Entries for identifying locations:
::::
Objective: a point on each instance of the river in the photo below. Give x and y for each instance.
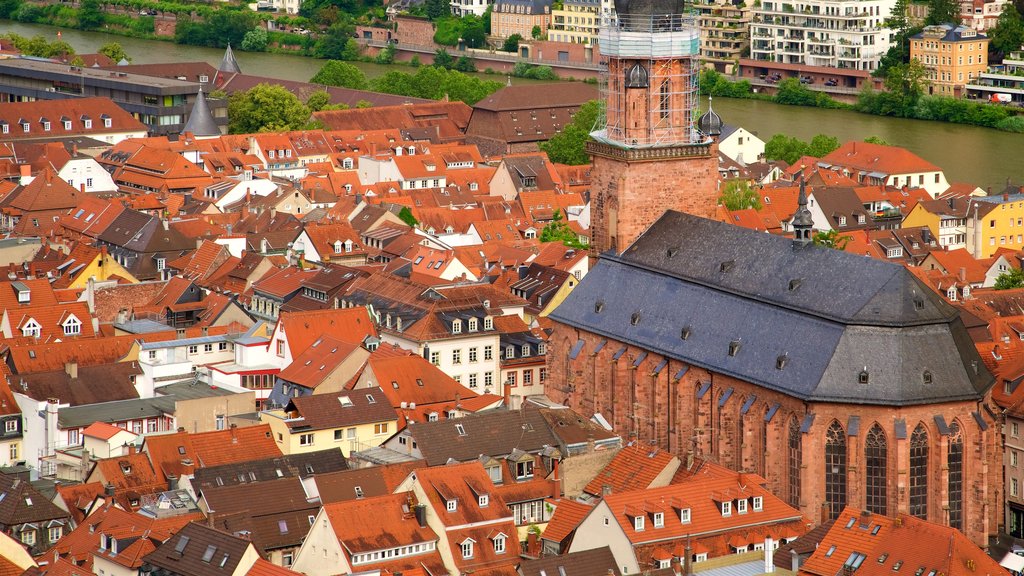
(981, 156)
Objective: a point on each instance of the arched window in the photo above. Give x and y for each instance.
(919, 471)
(796, 460)
(876, 451)
(955, 464)
(835, 469)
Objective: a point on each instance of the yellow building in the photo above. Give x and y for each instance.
(953, 56)
(577, 21)
(993, 222)
(87, 261)
(349, 420)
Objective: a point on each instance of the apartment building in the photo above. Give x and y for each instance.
(953, 56)
(847, 34)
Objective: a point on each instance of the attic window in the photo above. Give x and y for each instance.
(733, 347)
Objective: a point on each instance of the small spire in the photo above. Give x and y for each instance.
(802, 220)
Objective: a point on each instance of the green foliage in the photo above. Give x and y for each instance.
(435, 83)
(793, 92)
(526, 70)
(437, 9)
(1009, 32)
(255, 40)
(790, 149)
(1013, 278)
(568, 147)
(943, 11)
(337, 73)
(448, 31)
(511, 43)
(714, 84)
(8, 7)
(266, 108)
(218, 30)
(407, 216)
(317, 100)
(830, 239)
(90, 15)
(465, 64)
(39, 46)
(386, 55)
(558, 231)
(114, 51)
(737, 195)
(443, 59)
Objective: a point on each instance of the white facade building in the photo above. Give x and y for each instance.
(845, 34)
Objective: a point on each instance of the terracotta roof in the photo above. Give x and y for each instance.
(634, 467)
(887, 544)
(564, 521)
(346, 325)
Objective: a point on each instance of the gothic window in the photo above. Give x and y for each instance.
(636, 76)
(919, 471)
(835, 469)
(796, 459)
(666, 99)
(876, 452)
(955, 464)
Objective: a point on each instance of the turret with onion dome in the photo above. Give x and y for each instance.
(710, 122)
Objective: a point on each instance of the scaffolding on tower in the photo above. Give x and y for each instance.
(656, 103)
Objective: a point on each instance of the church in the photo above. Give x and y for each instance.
(841, 379)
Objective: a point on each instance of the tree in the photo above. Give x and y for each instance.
(1009, 32)
(568, 147)
(821, 146)
(558, 231)
(266, 108)
(830, 239)
(318, 100)
(473, 32)
(337, 73)
(114, 51)
(255, 40)
(942, 11)
(737, 195)
(437, 9)
(407, 216)
(90, 15)
(511, 43)
(443, 59)
(386, 55)
(1013, 278)
(465, 64)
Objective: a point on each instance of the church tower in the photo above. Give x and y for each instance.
(648, 155)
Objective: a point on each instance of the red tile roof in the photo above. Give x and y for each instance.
(635, 467)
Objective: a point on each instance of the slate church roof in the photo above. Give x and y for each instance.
(813, 323)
::::
▶ **Instructions to follow**: Recast the material above as a two-column CSV with the headers input and output. Make one row for each line that begins with "Objective:", putting that line's text under input and all of the points listed after it under output, with each field quoted and any line breaks turned into spaces. Leave the pictures out.

▶ **Complete answer**:
input,output
"Objective: a point on each instance of the river in the photo below. Give x and y for each instance.","(981, 156)"
"Objective: a point on each instance of the arched window in the photo above. Give x and y for each instance.","(919, 471) (796, 460) (876, 451) (955, 464) (835, 469)"
"Objective: a point on each instance of the yellow building in the photo above. Give x and y for each instance.","(953, 56) (577, 21) (993, 222) (87, 261) (349, 420)"
"Objective: a point on each instance of the apartment building in the photo above. Give x and y for each instance.","(953, 56) (847, 34)"
"Objective: a point on each instance of the attic window in the photo above. Give x and y for each instance.","(733, 347)"
"Objective: a point on each instance of the small spire in the photo above. Give x and y for each instance.","(802, 220)"
"Objective: a point on each instance of the green foliage in the photo above. Give x and y for each instance.","(435, 83) (793, 92) (526, 70) (437, 9) (1009, 32) (255, 40) (790, 149) (1013, 278) (568, 147) (943, 11) (337, 73) (448, 31) (511, 43) (714, 84) (8, 7) (266, 108) (218, 30) (407, 216) (317, 100) (830, 239) (90, 15) (465, 64) (39, 46) (386, 55) (558, 231) (114, 51) (737, 195) (443, 59)"
"Objective: a point on each instance of the white facade building in the photo above. Give x and y for each instance.","(845, 34)"
"Objective: a point on each instance of the terracotta roof in the photo above. Give x and y for each instance.","(634, 467) (887, 544) (564, 521) (346, 325)"
"Objective: a point on each instance of the gothic window in the photo above. Give x and y for each instance.","(636, 76) (919, 471) (835, 469) (796, 459) (666, 99) (876, 452) (955, 464)"
"Objective: a point on each instance of the turret with onion dome in the photo above. Give x and y for each instance.","(710, 122)"
"Objective: a point on each instance of the scaffolding on tower in the photo above. Give x and y for each instance.","(656, 103)"
"Objective: a point on each instance of the church in the photo above. Give x and y for each instance.","(841, 379)"
"Objective: a point on each instance of the tree in the photo above. Give x and y for each instance.","(1009, 32) (568, 147) (821, 146) (558, 231) (266, 108) (830, 239) (318, 100) (473, 32) (337, 73) (114, 51) (255, 40) (942, 11) (737, 195) (437, 9) (407, 216) (90, 15) (511, 43) (443, 59) (386, 55) (1013, 278) (465, 64)"
"Objective: a point on each instance of the church tower in the photo above. Give x and y for each instance.","(648, 155)"
"Objective: a point on each instance of the red tile roof in the photo above. Give x and y for each instance.","(635, 467)"
"Objective: a point on each instance of the slate church roof in the photo above. Give x and y for each instance.","(813, 323)"